Co należy zrobić:
Podaj jako CSV o kolumnach tekst i odpowiedz tylko te rekordy, które zaczynają się od linii zawierającej „Target: lamp shade” włącznie i kończą się na końcu rekordów. Każdy rekord zajmuje jeden wiersz, a jego treść i odpowiedź znajdują się w osobnych polach w cudzysłowie, z podziałami linii zamienionymi na spacje.

########

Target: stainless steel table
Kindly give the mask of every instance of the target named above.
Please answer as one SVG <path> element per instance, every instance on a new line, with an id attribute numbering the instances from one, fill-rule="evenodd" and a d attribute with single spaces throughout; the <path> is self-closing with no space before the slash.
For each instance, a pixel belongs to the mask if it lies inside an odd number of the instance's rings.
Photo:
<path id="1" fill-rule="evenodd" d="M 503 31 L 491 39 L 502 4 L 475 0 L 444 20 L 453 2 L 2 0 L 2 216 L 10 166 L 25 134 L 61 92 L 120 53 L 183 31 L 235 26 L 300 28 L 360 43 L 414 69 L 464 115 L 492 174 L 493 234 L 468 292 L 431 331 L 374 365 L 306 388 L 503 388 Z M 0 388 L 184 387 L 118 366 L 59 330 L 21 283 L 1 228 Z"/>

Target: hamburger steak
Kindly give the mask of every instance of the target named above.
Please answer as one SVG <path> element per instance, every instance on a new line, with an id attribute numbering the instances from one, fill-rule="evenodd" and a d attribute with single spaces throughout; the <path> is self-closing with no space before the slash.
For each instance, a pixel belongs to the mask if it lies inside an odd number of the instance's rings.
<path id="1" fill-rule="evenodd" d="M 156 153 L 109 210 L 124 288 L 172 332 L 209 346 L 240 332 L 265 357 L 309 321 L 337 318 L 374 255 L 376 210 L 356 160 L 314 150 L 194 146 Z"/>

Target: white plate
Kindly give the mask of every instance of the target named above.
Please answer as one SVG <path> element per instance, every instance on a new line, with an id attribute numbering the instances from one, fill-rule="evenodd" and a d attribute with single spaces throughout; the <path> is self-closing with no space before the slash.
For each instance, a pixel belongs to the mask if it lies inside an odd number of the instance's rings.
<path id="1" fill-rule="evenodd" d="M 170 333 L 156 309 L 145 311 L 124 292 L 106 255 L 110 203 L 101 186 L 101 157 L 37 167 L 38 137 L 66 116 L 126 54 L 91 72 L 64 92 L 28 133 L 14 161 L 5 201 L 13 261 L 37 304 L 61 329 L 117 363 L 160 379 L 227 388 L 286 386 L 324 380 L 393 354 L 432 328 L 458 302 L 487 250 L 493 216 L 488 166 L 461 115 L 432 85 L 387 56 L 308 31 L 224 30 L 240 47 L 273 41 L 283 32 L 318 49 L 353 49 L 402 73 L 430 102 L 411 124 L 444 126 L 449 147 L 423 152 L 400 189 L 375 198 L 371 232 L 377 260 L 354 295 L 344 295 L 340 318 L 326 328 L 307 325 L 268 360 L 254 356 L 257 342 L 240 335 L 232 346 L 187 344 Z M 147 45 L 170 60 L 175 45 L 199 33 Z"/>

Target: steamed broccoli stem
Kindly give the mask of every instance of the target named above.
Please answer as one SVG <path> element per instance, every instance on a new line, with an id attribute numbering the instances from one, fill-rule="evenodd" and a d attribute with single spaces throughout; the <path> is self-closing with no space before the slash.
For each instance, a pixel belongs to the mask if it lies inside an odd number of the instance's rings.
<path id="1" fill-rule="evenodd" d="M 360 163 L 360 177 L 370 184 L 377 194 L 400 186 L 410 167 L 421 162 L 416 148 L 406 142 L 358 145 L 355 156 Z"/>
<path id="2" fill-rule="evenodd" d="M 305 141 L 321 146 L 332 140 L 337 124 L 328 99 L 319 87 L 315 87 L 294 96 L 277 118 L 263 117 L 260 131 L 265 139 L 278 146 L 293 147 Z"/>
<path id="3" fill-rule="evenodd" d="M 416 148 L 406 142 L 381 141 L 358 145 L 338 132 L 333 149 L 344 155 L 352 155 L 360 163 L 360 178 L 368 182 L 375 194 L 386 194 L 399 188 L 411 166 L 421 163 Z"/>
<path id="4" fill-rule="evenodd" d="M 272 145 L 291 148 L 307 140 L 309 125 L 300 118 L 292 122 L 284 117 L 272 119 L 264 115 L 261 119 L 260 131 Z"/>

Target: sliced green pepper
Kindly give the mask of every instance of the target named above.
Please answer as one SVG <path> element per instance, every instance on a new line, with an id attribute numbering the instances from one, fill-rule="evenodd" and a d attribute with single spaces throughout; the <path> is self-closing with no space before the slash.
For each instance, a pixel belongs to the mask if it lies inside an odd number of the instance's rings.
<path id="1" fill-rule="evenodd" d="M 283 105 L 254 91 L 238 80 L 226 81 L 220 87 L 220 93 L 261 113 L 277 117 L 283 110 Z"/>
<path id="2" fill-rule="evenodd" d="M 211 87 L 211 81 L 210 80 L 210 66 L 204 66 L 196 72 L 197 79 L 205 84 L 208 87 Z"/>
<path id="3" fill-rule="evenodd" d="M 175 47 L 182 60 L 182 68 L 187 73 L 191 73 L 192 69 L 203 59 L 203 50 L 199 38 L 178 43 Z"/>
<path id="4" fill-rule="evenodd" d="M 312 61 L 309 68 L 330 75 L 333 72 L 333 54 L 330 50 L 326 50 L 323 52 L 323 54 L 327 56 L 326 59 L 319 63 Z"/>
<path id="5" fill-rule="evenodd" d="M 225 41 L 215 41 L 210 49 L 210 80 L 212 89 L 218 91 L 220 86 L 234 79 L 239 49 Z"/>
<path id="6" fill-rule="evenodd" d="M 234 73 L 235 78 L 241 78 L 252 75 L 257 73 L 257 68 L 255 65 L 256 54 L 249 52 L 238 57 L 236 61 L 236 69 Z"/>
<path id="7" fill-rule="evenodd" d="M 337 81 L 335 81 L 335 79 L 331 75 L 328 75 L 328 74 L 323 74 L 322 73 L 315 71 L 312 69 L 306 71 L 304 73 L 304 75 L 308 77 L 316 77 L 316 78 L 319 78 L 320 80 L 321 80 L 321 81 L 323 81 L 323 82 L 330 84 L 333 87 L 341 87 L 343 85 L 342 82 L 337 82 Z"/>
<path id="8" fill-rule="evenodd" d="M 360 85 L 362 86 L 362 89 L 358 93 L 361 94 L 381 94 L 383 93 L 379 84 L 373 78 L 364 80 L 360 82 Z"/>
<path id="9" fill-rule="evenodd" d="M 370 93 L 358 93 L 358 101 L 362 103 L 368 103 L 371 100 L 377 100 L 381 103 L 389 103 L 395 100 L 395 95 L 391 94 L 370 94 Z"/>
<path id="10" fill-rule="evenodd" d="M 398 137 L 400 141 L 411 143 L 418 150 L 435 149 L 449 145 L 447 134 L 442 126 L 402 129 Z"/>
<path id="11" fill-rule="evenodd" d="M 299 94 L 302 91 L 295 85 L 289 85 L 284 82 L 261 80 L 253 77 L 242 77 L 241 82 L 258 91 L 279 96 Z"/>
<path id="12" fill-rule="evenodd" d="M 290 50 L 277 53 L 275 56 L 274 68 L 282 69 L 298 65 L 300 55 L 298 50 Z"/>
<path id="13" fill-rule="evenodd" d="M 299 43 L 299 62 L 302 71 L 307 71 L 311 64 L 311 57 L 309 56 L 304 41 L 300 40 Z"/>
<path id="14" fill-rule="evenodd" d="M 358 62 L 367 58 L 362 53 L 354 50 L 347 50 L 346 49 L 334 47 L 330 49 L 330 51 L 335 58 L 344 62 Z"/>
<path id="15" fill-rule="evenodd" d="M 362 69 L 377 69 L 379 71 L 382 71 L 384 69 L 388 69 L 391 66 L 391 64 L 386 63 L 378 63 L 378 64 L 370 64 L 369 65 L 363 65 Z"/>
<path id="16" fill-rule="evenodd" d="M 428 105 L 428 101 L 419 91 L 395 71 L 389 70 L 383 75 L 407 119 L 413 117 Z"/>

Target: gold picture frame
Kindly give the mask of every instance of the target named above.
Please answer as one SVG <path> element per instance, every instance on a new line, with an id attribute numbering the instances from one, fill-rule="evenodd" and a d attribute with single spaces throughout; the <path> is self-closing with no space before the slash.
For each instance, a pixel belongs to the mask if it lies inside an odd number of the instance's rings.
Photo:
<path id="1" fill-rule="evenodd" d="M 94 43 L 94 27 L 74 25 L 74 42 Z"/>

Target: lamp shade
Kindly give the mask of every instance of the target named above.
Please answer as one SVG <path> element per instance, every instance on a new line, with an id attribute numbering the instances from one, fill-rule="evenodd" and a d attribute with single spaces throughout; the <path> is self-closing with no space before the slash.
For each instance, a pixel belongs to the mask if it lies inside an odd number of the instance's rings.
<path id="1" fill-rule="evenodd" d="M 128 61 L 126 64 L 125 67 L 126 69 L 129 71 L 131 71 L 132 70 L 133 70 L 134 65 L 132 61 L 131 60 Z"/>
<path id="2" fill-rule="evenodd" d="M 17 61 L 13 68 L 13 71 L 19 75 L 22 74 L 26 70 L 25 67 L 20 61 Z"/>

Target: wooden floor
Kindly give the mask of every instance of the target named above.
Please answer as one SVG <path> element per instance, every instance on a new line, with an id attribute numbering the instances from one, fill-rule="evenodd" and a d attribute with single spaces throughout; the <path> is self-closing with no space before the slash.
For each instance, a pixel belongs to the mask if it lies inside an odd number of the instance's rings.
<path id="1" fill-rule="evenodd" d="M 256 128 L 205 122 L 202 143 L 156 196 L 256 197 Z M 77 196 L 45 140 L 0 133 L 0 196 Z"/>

########

Poprawny wynik:
tekst,odpowiedz
"Target: lamp shade Kindly give the mask of every instance of the target named above. Please answer as one SVG <path> element per instance, every instance on a new line, with an id attribute numbering the instances from one, fill-rule=""evenodd"" and a d attribute with single spaces throughout; the <path> is self-closing with no space before the slash. For each instance, a pixel belongs to the mask if it lies inside an odd number of the instance's rings.","<path id=""1"" fill-rule=""evenodd"" d=""M 128 61 L 126 64 L 125 67 L 126 69 L 129 71 L 131 71 L 132 70 L 133 70 L 134 65 L 132 61 L 131 60 Z""/> <path id=""2"" fill-rule=""evenodd"" d=""M 17 61 L 13 68 L 13 71 L 19 75 L 22 74 L 26 70 L 25 67 L 20 61 Z""/>"
"Target: wooden floor Kindly give the mask of every instance of the target named above. Please answer as one SVG <path> element per instance, every instance on a new line, with an id attribute numbering the instances from one, fill-rule=""evenodd"" and a d attribute with single spaces throughout; the <path> is self-closing with no space before the slash. For each instance, a pixel belongs to the mask if it lies inside an odd number of the instance's rings.","<path id=""1"" fill-rule=""evenodd"" d=""M 256 128 L 205 122 L 202 143 L 156 196 L 256 197 Z M 77 196 L 45 140 L 0 133 L 0 196 Z""/>"